Datenzeilen
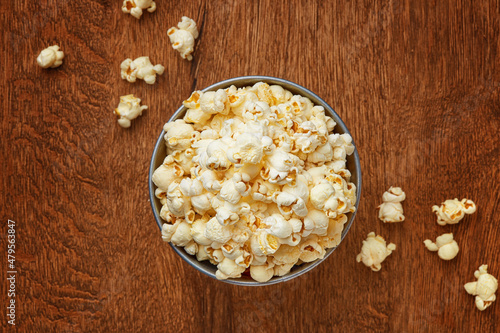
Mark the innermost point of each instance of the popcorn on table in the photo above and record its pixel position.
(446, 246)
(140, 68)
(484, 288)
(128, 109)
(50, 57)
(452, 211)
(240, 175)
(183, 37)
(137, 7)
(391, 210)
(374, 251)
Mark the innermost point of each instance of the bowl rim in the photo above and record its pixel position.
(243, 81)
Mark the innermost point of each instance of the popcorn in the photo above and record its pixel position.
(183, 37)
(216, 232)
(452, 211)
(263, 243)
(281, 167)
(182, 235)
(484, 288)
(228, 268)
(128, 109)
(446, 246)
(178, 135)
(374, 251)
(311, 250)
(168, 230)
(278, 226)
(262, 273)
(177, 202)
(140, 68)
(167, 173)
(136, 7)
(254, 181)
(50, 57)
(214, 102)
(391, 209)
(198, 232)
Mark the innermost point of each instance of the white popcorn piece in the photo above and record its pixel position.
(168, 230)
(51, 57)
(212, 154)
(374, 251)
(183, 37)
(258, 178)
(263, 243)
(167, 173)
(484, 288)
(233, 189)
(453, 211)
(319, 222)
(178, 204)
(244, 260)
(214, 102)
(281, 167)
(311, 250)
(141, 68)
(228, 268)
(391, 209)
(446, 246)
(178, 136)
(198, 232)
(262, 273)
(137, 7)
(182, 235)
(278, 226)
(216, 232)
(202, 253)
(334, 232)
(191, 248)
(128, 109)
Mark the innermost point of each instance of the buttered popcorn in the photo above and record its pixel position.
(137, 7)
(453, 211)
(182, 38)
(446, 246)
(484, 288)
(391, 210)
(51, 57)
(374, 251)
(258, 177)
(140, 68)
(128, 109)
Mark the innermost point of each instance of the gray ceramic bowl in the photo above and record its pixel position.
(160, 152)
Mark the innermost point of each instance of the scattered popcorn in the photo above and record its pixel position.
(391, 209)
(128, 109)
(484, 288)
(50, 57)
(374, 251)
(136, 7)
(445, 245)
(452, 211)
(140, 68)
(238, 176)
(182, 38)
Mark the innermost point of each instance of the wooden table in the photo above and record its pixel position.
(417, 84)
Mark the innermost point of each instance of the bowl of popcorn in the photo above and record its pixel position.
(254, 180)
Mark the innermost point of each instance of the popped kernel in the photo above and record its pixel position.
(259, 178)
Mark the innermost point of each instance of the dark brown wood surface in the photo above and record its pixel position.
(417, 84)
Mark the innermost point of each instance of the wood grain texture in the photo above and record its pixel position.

◆ **Auszuführende Aufgabe**
Schreiben Sie bitte alle Zeilen oben unverändert ab. Lassen Sie dabei die Bilder weg.

◆ **Lösung der Aufgabe**
Mark the innermost point of each instance of the popcorn on table in the photo above and record its pixel position.
(446, 246)
(140, 68)
(484, 288)
(128, 109)
(50, 57)
(452, 211)
(240, 175)
(183, 37)
(137, 7)
(391, 210)
(374, 251)
Mark the innermost point of each instance of the bowl rim in the photo above and record its pixel position.
(243, 81)
Mark the innermost point of each instance of the popcorn in the photo above and record its pixel position.
(183, 37)
(216, 232)
(452, 211)
(263, 243)
(281, 167)
(182, 235)
(484, 288)
(228, 268)
(128, 109)
(446, 246)
(178, 135)
(374, 251)
(311, 250)
(168, 230)
(278, 226)
(262, 273)
(177, 202)
(140, 68)
(167, 173)
(136, 7)
(254, 181)
(50, 57)
(214, 102)
(391, 209)
(198, 232)
Mark the innermost point of each instance of the white popcorn piece in the photo above and record its pixel position.
(168, 230)
(51, 57)
(212, 154)
(374, 251)
(183, 37)
(258, 178)
(263, 243)
(167, 173)
(484, 288)
(233, 189)
(453, 211)
(319, 222)
(178, 204)
(244, 260)
(214, 102)
(281, 167)
(311, 250)
(141, 68)
(228, 268)
(391, 209)
(446, 246)
(178, 136)
(198, 232)
(262, 273)
(137, 7)
(182, 235)
(278, 226)
(216, 232)
(202, 253)
(334, 232)
(191, 248)
(128, 109)
Mark the innermost point of each instance of the buttered popcorn in the photo above and record its pixel position.
(137, 7)
(453, 211)
(182, 38)
(446, 246)
(484, 288)
(391, 210)
(51, 57)
(374, 251)
(258, 177)
(140, 68)
(128, 109)
Mark the innermost point of each instance of the gray ceramic bowl in the photo above and record its pixel position.
(160, 152)
Mark the innermost point of each instance of the scattered popcorn in the photo above and record its pixel position.
(391, 209)
(128, 109)
(484, 288)
(50, 57)
(374, 251)
(136, 7)
(445, 245)
(452, 211)
(140, 68)
(238, 176)
(182, 38)
Mark the innermost point of each instance of the wooden table in the photo above and record its pixel position.
(417, 84)
Mark the innermost point of each instance of the bowl of popcorn in the photo above and record its pixel position.
(254, 180)
Mark the innermost point of each instance of the popped kernel in the photo above and record its pixel position.
(259, 178)
Mark the innermost point of each instance of the dark brown wood surface in the photo above and record its pixel position.
(417, 84)
Mark the innermost point of each instance of the wood grain texture in the photo above and record its pixel position.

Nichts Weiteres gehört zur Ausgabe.